STATED TASK 1 —
Answer these questions about the discussion on homotopies:
(a) Which books does the opening post name as standard algebraic topology books?
(b) When was the comment "Can you give an example ?" posted?
(c) On which pages of Concise does the answer say it gave both a geometric picture and explicit formulas?
##### EXCERPT TO READ #####
Oftentimes, in the standard algebraic topology books (May, Switzer, Whithead, for instance), there are tricky little proofs that depend on proving that two maps are homotopic. This is comparable to the way we build homotopies, lifts, etc. combinatorially in simplicial homotopy theory, but for some reason I never really acquired the skill-set (maybe the intuition?) to come up with these homotopies in the topological case. I'm just mystified how these little formulas are pulled out of thin air.

Am I missing a key technique that's often taught early-on in an algebraic topology course? Is it tricky even with practice? Have there been any papers that focus on systematic ways of generating these things?

I also noticed that in May's book, he oftentimes writes out explicit formulas for his homotopies, sometimes in a way that obscures the issue at hand (for instance, there is a homotopy that is described by an explicit formula, but it's nothing more than an explicit "representative of the natural homotopy" between the identity map and the constant map on a contractible based space.) How often can these seemingly arbitrary formulas be replaced with more canonical descriptions? (This last question is a soft question to people with experience in topology)

  • 6
    $\begingroup$ Can you give an example ? $\endgroup$ Commented Jan 4, 2011 at 9:06
  • 2
    $\begingroup$ Dear Patrick, I think I gave an example. Could you clarify what more you would like to hear? $\endgroup$ Commented Jan 4, 2011 at 9:11
  • 3
    $\begingroup$ Hi Harry, I meant an example of "little formulas pulled out" ? $\endgroup$ Commented Jan 4, 2011 at 9:26
  • 5
    $\begingroup$ In my experience, all homotopies are variations of the segment $H(t)=tP+(1-t)Q$. $\endgroup$ Commented May 30, 2013 at 10:26
  • 10
    $\begingroup$ Homotopies are a bit like Turing Machines: one should always give a high-level description because it is almost impossible to figure out what it is doing when written formally. $\endgroup$ Commented May 30, 2013 at 17:23

5 Answers 5


Sometimes easy geometric pictures have awkward seeming algebraic descriptions. On pages 6 and 7 of Concise, I gave examples where I both gave a geometric picture and explicit formulas to make the idea of such translation clear. In other cases, (as in cofiber homotopy equivalence) I just found it quick and easy to write down the homotopies (in terms of other homotopies). Sometimes it is just way too laborious to draw the pictures, other times it is too laborious to write the homotopies out. One should learn to be happily eclectic and absorb all techniques available.
##### DATA FOR PROCESSING #####
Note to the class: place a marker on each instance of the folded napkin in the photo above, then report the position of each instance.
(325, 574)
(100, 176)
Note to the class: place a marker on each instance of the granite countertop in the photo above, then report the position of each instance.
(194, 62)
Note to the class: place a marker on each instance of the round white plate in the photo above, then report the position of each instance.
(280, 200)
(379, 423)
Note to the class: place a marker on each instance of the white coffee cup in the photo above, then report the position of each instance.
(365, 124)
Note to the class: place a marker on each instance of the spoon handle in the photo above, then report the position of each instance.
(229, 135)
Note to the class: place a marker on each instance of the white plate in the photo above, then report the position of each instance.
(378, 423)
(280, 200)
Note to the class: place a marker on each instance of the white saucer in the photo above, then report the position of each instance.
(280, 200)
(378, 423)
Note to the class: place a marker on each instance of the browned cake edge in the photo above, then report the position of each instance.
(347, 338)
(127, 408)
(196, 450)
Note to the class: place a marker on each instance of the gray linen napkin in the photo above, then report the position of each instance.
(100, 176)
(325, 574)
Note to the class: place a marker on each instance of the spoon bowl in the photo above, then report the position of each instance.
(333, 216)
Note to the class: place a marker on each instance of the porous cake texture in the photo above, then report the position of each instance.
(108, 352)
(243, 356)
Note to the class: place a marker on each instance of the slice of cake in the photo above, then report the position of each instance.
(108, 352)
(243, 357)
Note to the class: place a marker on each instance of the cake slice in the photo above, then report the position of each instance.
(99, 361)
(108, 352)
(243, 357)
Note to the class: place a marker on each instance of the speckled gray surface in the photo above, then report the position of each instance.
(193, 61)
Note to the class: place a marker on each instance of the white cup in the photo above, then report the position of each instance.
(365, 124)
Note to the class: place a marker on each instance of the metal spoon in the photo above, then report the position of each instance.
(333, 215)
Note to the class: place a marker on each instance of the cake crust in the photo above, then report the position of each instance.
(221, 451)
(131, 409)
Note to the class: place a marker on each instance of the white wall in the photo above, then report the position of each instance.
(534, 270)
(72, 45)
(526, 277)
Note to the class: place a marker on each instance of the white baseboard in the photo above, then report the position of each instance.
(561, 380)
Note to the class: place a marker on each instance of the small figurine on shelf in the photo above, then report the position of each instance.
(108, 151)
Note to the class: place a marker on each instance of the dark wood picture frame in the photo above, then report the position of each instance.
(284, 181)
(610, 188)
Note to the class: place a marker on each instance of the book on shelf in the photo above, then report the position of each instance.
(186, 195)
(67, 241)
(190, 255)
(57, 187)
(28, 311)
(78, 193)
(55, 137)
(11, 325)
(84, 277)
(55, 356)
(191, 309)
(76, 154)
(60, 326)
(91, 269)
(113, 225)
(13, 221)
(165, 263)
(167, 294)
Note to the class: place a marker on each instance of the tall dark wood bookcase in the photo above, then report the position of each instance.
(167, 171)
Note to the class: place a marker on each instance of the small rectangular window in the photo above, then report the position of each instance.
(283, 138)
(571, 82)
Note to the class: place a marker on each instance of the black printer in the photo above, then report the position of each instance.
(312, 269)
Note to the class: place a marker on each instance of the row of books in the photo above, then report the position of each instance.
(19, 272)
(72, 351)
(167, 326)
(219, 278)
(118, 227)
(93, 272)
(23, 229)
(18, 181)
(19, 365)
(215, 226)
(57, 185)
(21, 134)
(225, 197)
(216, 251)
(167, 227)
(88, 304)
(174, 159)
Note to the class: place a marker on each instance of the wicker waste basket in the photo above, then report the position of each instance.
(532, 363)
#####
STATED TASK 2 — Find every line of the records that contains the word "gray", and copy each one. Case counts.

FULL RESPONSE 1 —
(a) May, Switzer, and Whithead
(b) Jan 4, 2011 at 9:06
(c) Pages 6 and 7

FULL RESPONSE 2 —
Note to the class: place a marker on each instance of the gray linen napkin in the photo above, then report the position of each instance.
Note to the class: place a marker on each instance of the speckled gray surface in the photo above, then report the position of each instance.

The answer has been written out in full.